[Records of labeled points]
----------
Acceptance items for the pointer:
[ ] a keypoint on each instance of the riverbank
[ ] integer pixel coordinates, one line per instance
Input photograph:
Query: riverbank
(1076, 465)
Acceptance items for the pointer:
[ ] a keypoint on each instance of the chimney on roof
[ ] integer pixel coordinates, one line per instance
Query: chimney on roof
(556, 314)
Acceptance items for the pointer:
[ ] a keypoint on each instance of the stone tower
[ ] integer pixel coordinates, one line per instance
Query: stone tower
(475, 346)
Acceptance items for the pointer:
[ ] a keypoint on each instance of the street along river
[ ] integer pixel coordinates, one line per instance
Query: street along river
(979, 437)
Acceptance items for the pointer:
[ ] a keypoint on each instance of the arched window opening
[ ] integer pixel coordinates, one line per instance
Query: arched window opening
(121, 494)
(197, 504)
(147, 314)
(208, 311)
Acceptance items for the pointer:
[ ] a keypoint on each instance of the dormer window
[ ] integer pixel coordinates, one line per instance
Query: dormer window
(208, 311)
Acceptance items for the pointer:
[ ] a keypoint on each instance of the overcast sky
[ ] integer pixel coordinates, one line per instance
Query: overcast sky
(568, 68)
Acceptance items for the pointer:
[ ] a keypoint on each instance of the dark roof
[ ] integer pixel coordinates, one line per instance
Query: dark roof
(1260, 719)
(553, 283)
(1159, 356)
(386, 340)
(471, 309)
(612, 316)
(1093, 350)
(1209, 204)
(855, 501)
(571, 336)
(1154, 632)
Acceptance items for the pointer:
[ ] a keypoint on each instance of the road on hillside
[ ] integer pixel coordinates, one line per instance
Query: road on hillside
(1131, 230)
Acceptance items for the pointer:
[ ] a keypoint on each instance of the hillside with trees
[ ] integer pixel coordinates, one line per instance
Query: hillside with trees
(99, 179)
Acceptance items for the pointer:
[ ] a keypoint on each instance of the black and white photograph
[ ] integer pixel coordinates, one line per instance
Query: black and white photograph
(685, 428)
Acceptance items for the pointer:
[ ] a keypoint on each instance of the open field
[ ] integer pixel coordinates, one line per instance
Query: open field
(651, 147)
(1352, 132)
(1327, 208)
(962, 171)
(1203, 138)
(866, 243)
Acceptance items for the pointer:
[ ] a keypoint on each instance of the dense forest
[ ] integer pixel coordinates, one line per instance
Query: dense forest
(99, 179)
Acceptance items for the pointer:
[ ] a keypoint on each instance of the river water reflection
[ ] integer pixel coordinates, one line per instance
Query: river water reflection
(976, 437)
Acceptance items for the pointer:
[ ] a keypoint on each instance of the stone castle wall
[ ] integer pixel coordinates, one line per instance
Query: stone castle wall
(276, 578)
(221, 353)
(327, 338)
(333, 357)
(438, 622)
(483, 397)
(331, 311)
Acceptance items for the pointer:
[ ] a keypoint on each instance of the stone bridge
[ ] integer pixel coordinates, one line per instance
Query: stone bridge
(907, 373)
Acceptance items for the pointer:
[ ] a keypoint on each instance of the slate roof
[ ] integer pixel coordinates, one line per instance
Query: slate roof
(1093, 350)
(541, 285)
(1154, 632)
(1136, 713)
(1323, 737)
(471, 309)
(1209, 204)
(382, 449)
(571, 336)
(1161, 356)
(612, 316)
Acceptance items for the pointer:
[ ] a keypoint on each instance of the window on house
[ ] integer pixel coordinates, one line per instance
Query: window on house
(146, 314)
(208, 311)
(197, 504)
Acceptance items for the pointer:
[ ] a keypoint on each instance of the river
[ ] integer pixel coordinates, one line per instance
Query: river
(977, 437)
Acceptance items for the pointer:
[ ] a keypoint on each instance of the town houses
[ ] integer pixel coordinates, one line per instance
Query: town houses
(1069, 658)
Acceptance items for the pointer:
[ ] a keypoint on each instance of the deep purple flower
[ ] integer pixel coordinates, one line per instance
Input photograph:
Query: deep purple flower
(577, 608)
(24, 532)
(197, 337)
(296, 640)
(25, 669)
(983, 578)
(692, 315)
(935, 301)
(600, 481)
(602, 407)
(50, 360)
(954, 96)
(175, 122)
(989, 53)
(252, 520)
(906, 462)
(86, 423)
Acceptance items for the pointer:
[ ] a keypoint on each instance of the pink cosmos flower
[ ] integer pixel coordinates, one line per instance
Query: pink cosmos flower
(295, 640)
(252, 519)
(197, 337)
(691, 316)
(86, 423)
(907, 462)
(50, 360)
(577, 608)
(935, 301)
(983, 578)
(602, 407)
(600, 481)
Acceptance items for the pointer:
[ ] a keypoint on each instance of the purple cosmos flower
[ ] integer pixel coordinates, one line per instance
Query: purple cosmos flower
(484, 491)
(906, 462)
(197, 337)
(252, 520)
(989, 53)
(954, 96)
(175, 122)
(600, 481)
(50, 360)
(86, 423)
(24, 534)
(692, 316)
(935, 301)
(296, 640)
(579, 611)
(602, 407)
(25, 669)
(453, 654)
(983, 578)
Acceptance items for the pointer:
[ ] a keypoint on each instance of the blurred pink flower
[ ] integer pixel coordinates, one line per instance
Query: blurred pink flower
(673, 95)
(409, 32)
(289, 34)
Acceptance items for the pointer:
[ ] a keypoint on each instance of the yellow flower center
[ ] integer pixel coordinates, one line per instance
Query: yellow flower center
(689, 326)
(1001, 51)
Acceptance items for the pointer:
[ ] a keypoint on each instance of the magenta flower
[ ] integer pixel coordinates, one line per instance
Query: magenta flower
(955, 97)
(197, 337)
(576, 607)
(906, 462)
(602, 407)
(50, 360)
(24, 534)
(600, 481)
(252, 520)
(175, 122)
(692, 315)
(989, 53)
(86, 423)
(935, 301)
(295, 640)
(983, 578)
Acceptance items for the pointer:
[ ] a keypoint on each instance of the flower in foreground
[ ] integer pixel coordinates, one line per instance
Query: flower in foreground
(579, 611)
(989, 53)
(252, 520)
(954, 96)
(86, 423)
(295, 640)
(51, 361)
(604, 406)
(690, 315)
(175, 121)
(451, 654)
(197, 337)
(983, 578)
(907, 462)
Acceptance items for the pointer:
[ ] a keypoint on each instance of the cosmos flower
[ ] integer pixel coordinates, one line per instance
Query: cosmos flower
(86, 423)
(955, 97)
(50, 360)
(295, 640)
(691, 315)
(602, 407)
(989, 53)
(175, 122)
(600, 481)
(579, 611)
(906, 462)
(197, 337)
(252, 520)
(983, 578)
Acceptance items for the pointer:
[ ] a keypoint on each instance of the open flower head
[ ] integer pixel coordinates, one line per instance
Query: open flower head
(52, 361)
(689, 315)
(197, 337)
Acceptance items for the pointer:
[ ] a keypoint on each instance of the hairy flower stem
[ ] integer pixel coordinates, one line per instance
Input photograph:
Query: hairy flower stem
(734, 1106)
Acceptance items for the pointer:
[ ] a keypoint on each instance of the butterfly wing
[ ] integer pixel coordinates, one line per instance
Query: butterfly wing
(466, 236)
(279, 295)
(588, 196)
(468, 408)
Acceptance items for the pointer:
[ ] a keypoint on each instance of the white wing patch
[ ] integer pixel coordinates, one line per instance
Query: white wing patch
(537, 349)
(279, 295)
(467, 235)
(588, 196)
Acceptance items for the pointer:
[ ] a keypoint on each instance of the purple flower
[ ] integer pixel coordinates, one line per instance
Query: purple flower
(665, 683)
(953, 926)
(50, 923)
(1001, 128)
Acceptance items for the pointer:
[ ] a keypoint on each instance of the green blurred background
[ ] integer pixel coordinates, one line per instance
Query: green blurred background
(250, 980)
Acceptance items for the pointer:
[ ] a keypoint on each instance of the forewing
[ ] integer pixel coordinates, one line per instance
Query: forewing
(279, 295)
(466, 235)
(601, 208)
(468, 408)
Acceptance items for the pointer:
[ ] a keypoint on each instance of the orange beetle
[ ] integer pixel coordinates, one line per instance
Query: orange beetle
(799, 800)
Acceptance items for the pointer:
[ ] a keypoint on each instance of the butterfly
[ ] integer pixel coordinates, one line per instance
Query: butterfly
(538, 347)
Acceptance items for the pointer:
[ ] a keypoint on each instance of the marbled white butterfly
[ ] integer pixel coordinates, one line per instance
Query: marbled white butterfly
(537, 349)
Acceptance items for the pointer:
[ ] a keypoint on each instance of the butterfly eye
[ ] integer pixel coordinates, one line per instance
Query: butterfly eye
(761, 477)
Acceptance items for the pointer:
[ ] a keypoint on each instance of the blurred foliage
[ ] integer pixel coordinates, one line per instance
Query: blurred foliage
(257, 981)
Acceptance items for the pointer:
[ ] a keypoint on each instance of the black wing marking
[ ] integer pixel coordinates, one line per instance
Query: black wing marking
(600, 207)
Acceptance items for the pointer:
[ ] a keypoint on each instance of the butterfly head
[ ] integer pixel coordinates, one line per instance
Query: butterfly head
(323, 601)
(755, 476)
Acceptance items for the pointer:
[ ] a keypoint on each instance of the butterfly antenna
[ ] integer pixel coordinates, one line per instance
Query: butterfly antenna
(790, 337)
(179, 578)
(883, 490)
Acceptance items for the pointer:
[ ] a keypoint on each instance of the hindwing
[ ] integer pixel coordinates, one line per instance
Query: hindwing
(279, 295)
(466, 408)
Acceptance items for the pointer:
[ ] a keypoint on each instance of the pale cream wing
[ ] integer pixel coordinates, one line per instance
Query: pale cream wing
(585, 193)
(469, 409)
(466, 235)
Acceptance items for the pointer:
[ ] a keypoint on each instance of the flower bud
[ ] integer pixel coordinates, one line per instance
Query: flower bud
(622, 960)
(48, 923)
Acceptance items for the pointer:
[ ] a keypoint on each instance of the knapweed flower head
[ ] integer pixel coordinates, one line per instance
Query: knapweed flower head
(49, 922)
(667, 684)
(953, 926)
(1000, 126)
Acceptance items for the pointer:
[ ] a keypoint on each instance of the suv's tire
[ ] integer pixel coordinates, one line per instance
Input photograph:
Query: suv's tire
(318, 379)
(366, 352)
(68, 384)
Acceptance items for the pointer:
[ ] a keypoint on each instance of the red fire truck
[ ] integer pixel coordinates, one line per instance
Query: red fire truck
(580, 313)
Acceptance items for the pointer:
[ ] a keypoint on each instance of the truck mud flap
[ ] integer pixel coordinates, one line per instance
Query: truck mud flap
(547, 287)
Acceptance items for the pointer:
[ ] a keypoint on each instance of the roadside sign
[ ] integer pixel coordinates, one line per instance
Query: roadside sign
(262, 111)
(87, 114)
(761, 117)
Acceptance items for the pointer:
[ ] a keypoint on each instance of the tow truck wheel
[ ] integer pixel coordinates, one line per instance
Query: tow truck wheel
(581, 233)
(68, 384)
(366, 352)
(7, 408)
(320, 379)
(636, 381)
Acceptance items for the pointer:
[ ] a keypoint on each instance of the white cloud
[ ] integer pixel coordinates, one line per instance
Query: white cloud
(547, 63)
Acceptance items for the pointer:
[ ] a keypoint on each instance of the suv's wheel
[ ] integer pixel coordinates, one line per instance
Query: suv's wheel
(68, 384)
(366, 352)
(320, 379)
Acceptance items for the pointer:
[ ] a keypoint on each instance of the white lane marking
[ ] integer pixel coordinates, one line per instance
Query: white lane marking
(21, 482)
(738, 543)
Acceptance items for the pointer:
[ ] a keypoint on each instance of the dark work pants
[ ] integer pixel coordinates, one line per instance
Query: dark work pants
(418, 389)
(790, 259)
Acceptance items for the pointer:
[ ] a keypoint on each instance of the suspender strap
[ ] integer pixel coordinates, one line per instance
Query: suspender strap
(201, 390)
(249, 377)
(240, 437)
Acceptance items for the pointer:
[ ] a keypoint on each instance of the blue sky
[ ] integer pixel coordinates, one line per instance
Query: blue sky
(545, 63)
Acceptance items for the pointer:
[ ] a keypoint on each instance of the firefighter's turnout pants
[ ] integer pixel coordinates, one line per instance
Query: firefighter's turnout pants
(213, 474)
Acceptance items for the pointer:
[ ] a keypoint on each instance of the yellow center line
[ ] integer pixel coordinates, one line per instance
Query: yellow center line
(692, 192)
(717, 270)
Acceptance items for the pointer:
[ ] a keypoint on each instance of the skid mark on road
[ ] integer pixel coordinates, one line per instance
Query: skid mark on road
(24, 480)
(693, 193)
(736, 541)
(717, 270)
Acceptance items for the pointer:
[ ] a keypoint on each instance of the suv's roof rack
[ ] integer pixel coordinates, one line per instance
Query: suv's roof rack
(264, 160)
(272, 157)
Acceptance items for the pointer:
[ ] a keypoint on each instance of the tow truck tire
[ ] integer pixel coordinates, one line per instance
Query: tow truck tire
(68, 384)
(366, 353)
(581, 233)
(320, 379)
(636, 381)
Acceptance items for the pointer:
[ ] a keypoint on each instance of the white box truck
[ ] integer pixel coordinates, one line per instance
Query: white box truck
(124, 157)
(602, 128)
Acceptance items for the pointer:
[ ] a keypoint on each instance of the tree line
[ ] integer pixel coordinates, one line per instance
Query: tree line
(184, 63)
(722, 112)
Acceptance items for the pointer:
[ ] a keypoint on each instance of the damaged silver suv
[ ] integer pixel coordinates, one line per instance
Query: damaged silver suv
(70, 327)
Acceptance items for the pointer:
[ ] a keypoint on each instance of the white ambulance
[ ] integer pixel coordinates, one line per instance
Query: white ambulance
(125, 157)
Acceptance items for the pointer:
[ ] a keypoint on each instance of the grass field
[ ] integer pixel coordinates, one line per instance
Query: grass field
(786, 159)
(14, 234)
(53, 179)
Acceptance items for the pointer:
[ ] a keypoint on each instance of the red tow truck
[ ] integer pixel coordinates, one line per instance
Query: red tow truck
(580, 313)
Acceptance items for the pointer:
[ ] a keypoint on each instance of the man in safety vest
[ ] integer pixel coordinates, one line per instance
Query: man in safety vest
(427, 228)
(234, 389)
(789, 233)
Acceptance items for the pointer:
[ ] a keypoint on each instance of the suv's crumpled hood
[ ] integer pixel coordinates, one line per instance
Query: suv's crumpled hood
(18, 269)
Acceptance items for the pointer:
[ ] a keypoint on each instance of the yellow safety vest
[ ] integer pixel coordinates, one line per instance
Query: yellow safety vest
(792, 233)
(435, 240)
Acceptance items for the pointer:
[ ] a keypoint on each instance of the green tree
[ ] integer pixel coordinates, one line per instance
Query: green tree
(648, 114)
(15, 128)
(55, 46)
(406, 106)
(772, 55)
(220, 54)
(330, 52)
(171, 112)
----------
■ SHORT TASK: Filter the data above, keeping each line that contains the string "trees".

■ FINAL RESULT:
[ ] a keypoint on each instance of the hillside with trees
Query: hillside with trees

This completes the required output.